[Try it] Your task is to set down the records below again, exactly.

[Entries provided]
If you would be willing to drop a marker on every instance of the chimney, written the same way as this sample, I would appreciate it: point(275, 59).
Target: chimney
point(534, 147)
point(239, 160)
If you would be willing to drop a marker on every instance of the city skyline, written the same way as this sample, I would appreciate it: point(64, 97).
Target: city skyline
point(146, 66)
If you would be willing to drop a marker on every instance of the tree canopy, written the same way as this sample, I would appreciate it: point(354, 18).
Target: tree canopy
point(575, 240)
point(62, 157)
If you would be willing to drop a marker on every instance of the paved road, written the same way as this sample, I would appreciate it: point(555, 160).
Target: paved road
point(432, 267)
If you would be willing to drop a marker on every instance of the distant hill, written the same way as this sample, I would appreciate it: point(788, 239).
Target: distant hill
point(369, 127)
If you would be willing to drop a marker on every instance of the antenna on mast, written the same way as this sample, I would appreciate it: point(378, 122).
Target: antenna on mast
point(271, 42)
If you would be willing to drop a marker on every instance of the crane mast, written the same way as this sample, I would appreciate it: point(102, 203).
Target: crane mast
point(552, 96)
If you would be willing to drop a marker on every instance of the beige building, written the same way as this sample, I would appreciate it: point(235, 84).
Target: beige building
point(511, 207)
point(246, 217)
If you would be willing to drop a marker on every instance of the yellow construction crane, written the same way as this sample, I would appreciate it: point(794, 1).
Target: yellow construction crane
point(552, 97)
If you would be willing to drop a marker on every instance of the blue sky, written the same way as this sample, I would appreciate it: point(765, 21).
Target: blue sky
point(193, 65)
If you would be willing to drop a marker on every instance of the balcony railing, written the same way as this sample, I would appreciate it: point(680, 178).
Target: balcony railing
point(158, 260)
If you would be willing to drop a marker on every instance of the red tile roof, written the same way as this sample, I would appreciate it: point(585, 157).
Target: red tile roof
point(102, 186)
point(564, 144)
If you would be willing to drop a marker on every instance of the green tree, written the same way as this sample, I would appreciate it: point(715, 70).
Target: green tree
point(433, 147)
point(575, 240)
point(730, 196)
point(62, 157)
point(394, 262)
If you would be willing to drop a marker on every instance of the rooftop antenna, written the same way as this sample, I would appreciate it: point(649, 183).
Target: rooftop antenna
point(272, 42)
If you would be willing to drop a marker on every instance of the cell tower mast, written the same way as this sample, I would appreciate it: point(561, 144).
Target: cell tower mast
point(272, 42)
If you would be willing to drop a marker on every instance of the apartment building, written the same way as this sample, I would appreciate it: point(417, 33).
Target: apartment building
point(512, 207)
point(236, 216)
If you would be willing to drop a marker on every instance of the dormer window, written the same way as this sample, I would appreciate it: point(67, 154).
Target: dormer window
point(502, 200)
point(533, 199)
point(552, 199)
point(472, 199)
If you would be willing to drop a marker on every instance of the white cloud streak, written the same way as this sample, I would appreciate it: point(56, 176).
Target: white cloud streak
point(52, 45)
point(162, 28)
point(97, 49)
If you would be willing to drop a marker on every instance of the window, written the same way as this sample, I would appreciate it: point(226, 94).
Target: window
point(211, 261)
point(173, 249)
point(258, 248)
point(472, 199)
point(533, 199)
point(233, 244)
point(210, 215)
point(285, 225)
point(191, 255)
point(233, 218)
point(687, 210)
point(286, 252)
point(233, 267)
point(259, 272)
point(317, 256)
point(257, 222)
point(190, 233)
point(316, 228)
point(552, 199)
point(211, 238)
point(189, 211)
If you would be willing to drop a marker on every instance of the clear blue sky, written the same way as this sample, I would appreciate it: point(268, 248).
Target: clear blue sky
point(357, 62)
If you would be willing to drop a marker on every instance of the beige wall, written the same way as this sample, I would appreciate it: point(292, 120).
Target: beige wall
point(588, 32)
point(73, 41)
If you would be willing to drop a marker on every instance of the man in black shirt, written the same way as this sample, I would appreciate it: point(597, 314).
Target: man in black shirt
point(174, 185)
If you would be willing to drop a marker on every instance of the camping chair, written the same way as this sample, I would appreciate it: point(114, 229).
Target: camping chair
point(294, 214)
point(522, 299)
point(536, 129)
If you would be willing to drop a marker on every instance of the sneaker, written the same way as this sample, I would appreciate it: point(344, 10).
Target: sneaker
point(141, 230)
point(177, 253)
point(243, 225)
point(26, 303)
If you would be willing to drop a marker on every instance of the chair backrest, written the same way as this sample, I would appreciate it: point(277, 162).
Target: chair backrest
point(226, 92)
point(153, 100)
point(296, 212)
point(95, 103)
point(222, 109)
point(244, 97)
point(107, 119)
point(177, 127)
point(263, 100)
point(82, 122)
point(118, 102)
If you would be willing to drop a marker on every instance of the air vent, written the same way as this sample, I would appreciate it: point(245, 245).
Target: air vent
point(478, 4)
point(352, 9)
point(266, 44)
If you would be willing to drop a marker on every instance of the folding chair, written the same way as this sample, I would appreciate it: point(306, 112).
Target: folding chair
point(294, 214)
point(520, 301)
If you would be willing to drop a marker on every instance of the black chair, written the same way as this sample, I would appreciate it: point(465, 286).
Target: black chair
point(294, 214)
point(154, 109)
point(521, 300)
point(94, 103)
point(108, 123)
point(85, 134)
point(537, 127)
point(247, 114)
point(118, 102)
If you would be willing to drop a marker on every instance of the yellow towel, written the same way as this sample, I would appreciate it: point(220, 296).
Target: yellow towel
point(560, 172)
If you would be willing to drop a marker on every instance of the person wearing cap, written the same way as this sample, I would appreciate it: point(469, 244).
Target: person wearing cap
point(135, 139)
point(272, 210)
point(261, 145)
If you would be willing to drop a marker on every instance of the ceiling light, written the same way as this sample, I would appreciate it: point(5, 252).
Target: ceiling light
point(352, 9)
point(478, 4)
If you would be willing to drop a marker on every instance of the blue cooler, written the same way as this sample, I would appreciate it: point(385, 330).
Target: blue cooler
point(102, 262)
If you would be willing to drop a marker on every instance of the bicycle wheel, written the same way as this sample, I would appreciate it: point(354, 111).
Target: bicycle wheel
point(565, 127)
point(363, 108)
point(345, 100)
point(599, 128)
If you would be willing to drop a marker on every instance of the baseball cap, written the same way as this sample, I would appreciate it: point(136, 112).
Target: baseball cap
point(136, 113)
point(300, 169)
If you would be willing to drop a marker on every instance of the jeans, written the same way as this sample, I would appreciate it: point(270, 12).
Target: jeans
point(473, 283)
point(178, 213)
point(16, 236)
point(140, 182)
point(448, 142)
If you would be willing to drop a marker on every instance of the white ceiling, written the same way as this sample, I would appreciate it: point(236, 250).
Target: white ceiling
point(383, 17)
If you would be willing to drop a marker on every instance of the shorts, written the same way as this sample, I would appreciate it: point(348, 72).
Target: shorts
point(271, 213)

[Exercise output]
If you would be willing to drop a marker on every instance of the chimney, written the same way as this sample, I would appreciate it: point(275, 59).
Target: chimney
point(534, 147)
point(239, 160)
If you would be willing to drop a marker on every instance of the city skyline, written the same way as this sample, I would appreciate it: point(64, 97).
Target: city skyline
point(146, 66)
If you would be willing to drop a marker on every instance of the tree canopy, written the same way as this sample, I would appreciate it: point(354, 18).
Target: tree canopy
point(575, 240)
point(62, 157)
If you would be willing to drop a marker on every instance of the paved road, written the same way as this sample, I would appreciate it: point(555, 160).
Target: paved road
point(432, 267)
If you would be willing to drop a marker on every instance of the distant hill, written the same way as this sample, I would appreciate it: point(788, 239).
Target: distant hill
point(369, 127)
If you would be willing to drop a marker on every instance of the antenna on mast, written the same way as this sample, I would appreciate it: point(378, 122).
Target: antenna on mast
point(271, 42)
If you would be willing to drop a marker on every instance of the crane mast, written the same way as this sample, I would appreciate it: point(102, 203).
Target: crane mast
point(552, 96)
If you would be willing to drop a marker on every instance of the beige building, written the same way as this sample, I would appreciate it: point(235, 84).
Target: beige building
point(511, 207)
point(246, 217)
If you would be willing to drop a marker on every instance of the yellow construction crane, written the same way as this sample, I would appreciate it: point(794, 1).
Target: yellow construction crane
point(552, 97)
If you would be willing to drop a marker on every instance of the blue sky, written the same way as this sample, I would appreciate it: point(765, 21).
Target: blue sky
point(193, 65)
If you would be willing to drop a marker on every instance of the balcony railing, written the same way as this sample, I would appreciate it: point(680, 178).
Target: balcony railing
point(158, 260)
If you would be willing to drop a marker on every instance of the red tile roof, written the same way as this sample, I would appreciate it: point(585, 157).
Target: red tile roof
point(102, 186)
point(564, 144)
If you would be willing to drop a marker on every instance of the green tree, written the same way as this sample, I would appreciate it: point(715, 70).
Target: green tree
point(433, 147)
point(575, 240)
point(730, 196)
point(62, 157)
point(394, 262)
If you would be willing to drop a marker on every instance of the rooftop antenna, written the same way as this sample, I would appreciate it: point(649, 183).
Target: rooftop antenna
point(272, 42)
If you would be willing to drop a marker on every instance of the cell tower mast, written the same way as this sample, I would appreciate it: point(561, 144).
Target: cell tower mast
point(272, 42)
If you would be willing to drop a marker on every instance of the apartment building, written the same way as this sample, I would appreciate it: point(417, 33).
Target: apartment building
point(512, 207)
point(236, 216)
If you would be willing to drop a marker on every instance of the dormer window, written the same way as this sample, I would appreciate it: point(67, 154).
Target: dormer window
point(502, 200)
point(533, 199)
point(552, 199)
point(472, 199)
If you would be willing to drop a marker on every instance of the white cloud streak, written the same way as this sample, I would appreciate it: point(56, 176).
Target: white cloud streak
point(52, 45)
point(162, 28)
point(97, 49)
If you would be willing to drop a marker on every instance of the window, written the same way as this sample, I would appreciate it: point(226, 94).
Target: window
point(211, 261)
point(173, 249)
point(258, 248)
point(472, 199)
point(533, 199)
point(233, 244)
point(210, 215)
point(285, 225)
point(191, 255)
point(233, 218)
point(687, 210)
point(286, 252)
point(233, 267)
point(259, 272)
point(317, 256)
point(257, 222)
point(190, 233)
point(316, 228)
point(552, 199)
point(211, 238)
point(189, 211)
If you would be willing to drop a marker on every instance of the clear blue sky, written the same way as this sample, I would appreciate it: point(268, 248).
Target: clear blue sky
point(357, 62)
If you would be willing to drop a marker on every instance of the beige wall, written the same way as this sample, I would appreciate it: point(292, 120).
Target: beige wall
point(588, 32)
point(73, 41)
If you would be willing to drop a marker on every instance of the man in black shirt, written the same way as this sample, I would appreciate it: point(597, 314).
Target: man in black shirt
point(174, 185)
If you would be willing to drop a marker on every instance of the camping chair, written the same way as this sample, I would appreciate it: point(114, 229).
Target: camping chair
point(294, 214)
point(522, 299)
point(536, 129)
If you would be willing to drop a marker on every instance of the sneaker, written the same way as this sample, I would appreciate it: point(344, 10).
Target: sneaker
point(141, 230)
point(177, 253)
point(243, 225)
point(26, 303)
If you would be willing to drop a marker on every instance of the chair backrest, written the same way as this sample, I would appreciate it: point(277, 162).
Target: chair backrest
point(226, 92)
point(153, 100)
point(296, 212)
point(95, 103)
point(222, 109)
point(244, 97)
point(107, 119)
point(177, 127)
point(263, 100)
point(82, 122)
point(118, 102)
If you would be willing to drop a marker on every instance of the air vent, written the same way as this sample, I would appreciate it: point(245, 245).
Target: air vent
point(478, 4)
point(352, 9)
point(266, 44)
If you would be willing to drop a marker on every instance of the folding chair, written the same way as this sample, I would appreciate it: point(306, 112).
Target: folding chair
point(294, 214)
point(520, 301)
If you would be willing to drop a marker on every instance of the black chair, written the same way as this sample, I would appreciate it: point(465, 286).
Target: black chair
point(294, 214)
point(154, 109)
point(521, 300)
point(94, 103)
point(108, 123)
point(85, 134)
point(537, 127)
point(247, 114)
point(118, 102)
If you would be willing to drop a marker on every instance of the yellow towel, written the same way as this sample, I would appreciate it: point(220, 296).
Target: yellow towel
point(560, 172)
If you would be willing to drop a marker on every instance of the person wearing cap, written the same way as this sample, I would appreciate it: point(469, 244).
Target: person wearing cap
point(135, 139)
point(272, 210)
point(261, 145)
If you would be willing to drop a marker on every instance of the ceiling light, written the same way as this sample, I would appreciate it: point(5, 252).
Target: ceiling light
point(352, 9)
point(478, 4)
If you would be willing to drop a marker on every instance of the blue cooler, written the same way as this sample, I would appreciate it: point(385, 330).
Target: blue cooler
point(102, 262)
If you would be willing to drop a marker on every instance of the bicycle wheel, written the same way as this sample, I would appreciate it: point(354, 111).
Target: bicycle wheel
point(565, 127)
point(363, 108)
point(345, 100)
point(599, 128)
If you would be willing to drop a marker on every instance of the baseball cap, written the same way as this sample, I would appreciate it: point(136, 112).
Target: baseball cap
point(136, 113)
point(300, 169)
If you would be willing to drop a marker on every instance of the jeans, written the same way as this sample, I would appreciate it: point(270, 12).
Target: jeans
point(473, 283)
point(178, 213)
point(16, 236)
point(140, 182)
point(448, 142)
If you would be willing to drop a marker on every instance of the white ceiling, written the same way as this sample, I would appreciate it: point(236, 250).
Target: white ceiling
point(383, 17)
If you would be willing to drop a marker on every instance of the shorts, written the same way as this sample, I would appreciate it: point(348, 72).
Target: shorts
point(271, 213)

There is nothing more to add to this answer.